Search the entries below. Return every line that has "window" in it.

[Extracted entries Boundary: Start]

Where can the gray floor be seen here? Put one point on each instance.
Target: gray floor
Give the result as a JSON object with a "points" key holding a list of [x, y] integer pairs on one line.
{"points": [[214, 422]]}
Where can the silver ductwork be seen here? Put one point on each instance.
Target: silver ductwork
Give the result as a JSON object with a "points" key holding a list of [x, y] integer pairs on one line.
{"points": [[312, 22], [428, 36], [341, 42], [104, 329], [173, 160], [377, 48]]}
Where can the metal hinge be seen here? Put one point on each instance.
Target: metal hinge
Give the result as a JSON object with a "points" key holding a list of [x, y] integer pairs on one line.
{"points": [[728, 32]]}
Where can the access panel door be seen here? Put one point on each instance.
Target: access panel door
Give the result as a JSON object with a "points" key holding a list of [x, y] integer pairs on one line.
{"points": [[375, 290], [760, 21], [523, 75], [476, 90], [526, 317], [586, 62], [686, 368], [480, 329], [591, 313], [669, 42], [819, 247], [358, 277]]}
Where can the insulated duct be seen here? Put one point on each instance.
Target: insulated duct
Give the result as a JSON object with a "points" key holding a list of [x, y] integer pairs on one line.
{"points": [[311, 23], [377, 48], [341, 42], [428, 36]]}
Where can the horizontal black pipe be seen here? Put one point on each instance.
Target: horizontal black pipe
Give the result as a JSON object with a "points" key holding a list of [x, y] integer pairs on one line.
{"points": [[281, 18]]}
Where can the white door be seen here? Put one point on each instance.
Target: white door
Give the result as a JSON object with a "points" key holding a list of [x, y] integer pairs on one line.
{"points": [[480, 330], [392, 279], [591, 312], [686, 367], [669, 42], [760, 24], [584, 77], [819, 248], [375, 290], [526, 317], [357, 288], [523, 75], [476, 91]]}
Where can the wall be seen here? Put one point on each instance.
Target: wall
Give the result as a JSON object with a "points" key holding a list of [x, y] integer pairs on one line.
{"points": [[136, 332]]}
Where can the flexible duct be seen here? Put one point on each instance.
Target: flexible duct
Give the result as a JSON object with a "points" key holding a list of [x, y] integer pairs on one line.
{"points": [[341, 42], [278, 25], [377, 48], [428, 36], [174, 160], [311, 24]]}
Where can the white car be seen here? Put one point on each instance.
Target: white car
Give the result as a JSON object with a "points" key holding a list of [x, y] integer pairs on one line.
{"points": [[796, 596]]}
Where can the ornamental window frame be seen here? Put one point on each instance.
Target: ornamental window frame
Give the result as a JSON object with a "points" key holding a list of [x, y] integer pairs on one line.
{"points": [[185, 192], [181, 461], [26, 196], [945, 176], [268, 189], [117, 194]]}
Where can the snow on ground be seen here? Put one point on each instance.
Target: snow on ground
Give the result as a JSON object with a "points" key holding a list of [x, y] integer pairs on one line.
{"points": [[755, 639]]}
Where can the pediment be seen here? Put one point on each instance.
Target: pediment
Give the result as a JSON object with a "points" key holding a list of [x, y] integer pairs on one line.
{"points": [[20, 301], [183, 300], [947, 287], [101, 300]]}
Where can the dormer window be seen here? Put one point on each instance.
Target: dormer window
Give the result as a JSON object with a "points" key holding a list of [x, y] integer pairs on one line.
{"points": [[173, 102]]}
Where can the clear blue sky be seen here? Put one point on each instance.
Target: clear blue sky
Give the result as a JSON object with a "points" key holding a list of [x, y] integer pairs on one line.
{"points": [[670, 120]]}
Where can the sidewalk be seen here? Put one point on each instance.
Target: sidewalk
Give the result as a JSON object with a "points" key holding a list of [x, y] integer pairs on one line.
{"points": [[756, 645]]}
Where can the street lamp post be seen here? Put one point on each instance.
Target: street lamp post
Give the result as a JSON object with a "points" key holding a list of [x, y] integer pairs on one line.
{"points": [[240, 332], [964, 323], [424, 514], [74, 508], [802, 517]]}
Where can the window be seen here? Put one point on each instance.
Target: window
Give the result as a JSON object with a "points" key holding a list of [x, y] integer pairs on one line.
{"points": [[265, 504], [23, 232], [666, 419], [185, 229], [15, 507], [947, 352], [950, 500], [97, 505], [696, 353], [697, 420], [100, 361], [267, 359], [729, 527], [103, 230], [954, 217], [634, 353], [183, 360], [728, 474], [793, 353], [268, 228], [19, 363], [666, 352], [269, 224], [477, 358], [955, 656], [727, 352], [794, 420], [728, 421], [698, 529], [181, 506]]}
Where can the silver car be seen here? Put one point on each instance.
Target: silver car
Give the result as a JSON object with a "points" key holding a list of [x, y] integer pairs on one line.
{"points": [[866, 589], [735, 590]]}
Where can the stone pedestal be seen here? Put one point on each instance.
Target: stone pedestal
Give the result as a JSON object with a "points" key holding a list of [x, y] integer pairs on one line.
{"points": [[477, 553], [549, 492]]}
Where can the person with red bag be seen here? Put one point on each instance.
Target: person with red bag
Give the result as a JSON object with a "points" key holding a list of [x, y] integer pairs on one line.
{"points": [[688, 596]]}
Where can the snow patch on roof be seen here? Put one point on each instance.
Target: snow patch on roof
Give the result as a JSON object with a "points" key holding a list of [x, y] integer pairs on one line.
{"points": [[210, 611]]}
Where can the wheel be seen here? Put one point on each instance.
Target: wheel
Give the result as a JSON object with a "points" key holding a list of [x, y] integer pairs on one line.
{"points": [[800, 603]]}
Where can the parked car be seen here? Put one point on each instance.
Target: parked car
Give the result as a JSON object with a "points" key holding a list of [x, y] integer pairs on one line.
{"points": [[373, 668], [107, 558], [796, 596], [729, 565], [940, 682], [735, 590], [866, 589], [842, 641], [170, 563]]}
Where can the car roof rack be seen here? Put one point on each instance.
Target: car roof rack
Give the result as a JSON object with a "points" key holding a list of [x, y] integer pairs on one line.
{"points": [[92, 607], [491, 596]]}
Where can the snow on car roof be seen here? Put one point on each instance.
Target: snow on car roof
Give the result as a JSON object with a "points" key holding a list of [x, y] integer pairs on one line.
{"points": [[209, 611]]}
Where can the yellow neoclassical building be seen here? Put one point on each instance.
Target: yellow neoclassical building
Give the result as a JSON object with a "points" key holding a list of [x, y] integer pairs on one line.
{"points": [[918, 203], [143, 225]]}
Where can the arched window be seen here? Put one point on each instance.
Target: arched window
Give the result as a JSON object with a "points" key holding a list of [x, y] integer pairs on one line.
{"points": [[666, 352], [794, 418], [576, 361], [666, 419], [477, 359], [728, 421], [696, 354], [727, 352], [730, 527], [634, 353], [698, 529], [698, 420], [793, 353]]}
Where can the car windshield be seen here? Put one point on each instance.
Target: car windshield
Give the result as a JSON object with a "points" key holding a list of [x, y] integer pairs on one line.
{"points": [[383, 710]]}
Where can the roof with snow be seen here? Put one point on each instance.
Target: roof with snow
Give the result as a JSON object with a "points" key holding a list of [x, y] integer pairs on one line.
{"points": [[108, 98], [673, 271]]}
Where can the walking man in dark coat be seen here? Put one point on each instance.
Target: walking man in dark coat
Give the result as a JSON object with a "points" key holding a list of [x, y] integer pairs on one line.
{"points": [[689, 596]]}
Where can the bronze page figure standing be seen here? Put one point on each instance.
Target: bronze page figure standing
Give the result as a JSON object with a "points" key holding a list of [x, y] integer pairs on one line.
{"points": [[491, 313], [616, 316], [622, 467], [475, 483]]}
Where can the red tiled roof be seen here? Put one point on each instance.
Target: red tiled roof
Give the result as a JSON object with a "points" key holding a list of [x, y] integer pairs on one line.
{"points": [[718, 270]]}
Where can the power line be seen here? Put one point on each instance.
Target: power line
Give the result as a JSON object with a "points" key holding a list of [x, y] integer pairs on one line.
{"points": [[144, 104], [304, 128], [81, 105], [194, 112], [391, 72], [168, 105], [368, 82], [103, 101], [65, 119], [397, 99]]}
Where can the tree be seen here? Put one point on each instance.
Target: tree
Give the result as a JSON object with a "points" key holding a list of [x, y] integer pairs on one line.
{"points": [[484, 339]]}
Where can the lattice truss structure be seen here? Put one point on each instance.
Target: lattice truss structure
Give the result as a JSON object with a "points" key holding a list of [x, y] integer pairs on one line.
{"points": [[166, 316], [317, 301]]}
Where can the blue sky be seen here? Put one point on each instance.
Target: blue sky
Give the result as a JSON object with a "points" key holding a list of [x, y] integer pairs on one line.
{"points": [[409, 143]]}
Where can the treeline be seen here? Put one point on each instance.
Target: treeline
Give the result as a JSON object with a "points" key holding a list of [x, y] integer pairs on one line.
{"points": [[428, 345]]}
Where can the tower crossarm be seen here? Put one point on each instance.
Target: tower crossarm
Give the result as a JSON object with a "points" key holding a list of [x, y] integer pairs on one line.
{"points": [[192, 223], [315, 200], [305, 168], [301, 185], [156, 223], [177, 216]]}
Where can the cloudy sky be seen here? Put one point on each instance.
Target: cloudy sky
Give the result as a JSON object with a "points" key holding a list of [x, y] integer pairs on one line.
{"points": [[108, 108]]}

[Extracted entries Boundary: End]

Final answer
Where can the ornamental window frame be seen here? Put one point on each instance.
Target: ornamental window frame
Where can the dormer window be seen here? Put one point on each instance.
Target: dormer window
Where can the window be seen here? Put one point on each instance.
Target: window
Where can the arched window be seen here? Put one point on each instance.
Target: arched window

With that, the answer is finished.